_Problems to solve:_
**1.** Answer these questions using the benchmark post:
(a) How many years of experience as a software developer does the writer report?
(b) What role does Go serve in the benchmark?
(c) Which route do the servers use to handle incoming traffic?
**2.** Reproduce the passage of the benchmark post starting at "This lead me" and ending at "the Bottlenecks Step-by-Step.".

_Selected text:_
────────

NodeJS vs Bun vs Go

Mon 25 May 2026,

Premise:
I came across a video discussing the new Bun.image. How the developers at Bun gave it native Image support that was 'Blazing fast'.
This lead me to wonder just how much more performant bun was at regular http server as compared to NodeJS.

I am a software developer with 4 years of experience mainly at creating Node services. I feel safe to say that I have good understanding of Node's architecture, its limits and production capabilities when handling high throughput network I/O

However, I am still very new to Bun, So, I decided to make this simple benchmark, where I run a simple http server in Node, Bun and GO.

GO is just a control here. Given the bare-metal nature of Go, I thought it would be a good control, and help me understand how much bloat do Node and bun carry, within their V8/JSC and libuv/zig.

The Cloud-Native Battle Royale: Node vs. Bun vs. Go

From Localhost to Cloud Reality—Tracking the Bottlenecks Step-by-Step.

Its easy to confuse localhost performance to that of hosted environments. You run a quick hello-world benchmark on localhost, watch Bun or Node spit out massive numbers inside your laptop's RAM, and declare your favorite runtime the undisputed king of speed.

But localhost is a lie. Inside RAM, you aren't testing software architecture—you're testing how fast your CPU can copy strings across a local memory bus.

To uncover the some of the production truth, I will be comparing three popular backend stacks, sandboxed them strictly inside Docker, and ran them through controlled configs:

from local memory buses,
over an encrypted Wi-Fi mesh network,
and finally unchained onto enterprise-grade Linux cloud hardware.

Node, Bun and Go all will be running default out of the box http servers. They will handle incoming traffic on /json and return a simple json response.

────────

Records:

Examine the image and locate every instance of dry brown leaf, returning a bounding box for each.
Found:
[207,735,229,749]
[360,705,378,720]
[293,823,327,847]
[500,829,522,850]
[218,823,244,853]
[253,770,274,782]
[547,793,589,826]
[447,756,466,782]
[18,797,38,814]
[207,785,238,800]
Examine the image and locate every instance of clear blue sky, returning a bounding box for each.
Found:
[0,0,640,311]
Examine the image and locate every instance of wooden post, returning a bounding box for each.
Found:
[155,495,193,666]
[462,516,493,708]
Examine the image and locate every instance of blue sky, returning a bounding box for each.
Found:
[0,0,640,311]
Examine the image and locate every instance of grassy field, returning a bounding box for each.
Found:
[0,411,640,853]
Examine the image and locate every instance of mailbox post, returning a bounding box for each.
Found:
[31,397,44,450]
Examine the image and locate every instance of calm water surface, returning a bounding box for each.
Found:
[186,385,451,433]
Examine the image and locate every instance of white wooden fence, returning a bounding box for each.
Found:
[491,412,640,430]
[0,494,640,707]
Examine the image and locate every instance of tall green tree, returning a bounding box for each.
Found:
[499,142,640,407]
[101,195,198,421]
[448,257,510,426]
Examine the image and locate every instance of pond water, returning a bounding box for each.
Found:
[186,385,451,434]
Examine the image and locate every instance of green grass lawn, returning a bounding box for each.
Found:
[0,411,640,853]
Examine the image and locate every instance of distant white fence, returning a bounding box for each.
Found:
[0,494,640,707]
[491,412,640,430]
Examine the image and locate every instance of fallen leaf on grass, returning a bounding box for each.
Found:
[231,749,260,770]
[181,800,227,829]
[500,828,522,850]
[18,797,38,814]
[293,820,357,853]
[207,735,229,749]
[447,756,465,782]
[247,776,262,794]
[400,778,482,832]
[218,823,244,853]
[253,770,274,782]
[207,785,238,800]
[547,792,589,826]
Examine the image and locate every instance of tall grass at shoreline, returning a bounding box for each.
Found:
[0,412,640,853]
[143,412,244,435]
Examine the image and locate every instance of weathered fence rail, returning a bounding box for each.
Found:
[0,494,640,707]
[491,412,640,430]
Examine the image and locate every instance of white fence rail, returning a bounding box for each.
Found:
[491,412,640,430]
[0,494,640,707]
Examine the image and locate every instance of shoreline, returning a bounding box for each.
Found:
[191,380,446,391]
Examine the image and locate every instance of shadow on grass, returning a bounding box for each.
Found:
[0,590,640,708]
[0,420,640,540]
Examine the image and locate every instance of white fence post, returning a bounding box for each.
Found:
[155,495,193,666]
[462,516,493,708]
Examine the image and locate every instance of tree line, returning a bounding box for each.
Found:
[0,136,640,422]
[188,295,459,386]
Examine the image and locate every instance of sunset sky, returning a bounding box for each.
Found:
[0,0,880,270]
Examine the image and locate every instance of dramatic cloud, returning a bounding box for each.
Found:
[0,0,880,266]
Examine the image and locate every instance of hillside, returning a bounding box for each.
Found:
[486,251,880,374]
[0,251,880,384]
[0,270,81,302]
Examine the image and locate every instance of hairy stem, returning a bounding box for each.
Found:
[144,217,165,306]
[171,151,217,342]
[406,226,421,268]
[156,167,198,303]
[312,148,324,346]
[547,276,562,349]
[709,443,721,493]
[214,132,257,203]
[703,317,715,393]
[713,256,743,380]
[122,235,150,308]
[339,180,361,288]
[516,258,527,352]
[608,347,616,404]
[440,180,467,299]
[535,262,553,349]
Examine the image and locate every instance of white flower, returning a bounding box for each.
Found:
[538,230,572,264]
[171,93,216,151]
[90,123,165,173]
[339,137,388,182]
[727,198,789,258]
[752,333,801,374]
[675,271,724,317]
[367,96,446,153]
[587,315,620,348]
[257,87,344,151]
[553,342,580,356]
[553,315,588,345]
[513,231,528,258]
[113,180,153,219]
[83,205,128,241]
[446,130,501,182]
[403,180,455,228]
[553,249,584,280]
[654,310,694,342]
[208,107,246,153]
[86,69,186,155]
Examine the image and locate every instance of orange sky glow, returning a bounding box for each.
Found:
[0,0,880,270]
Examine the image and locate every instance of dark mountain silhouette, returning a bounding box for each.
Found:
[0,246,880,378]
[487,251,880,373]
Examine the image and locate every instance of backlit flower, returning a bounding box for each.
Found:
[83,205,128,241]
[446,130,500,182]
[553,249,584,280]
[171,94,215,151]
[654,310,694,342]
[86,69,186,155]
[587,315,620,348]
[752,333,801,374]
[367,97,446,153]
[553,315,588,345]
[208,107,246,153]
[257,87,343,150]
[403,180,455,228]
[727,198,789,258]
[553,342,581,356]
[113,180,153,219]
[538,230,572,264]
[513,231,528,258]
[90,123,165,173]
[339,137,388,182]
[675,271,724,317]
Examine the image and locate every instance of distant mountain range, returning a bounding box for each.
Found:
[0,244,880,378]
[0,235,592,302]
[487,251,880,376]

────────

_Full answers:_
**1.**
(a) 4 years
(b) It is a control.
(c) /json

**2.**
This lead me to wonder just how much more performant bun was at regular http server as compared to NodeJS.

I am a software developer with 4 years of experience mainly at creating Node services. I feel safe to say that I have good understanding of Node's architecture, its limits and production capabilities when handling high throughput network I/O

However, I am still very new to Bun, So, I decided to make this simple benchmark, where I run a simple http server in Node, Bun and GO.

GO is just a control here. Given the bare-metal nature of Go, I thought it would be a good control, and help me understand how much bloat do Node and bun carry, within their V8/JSC and libuv/zig.

The Cloud-Native Battle Royale: Node vs. Bun vs. Go

From Localhost to Cloud Reality—Tracking the Bottlenecks Step-by-Step.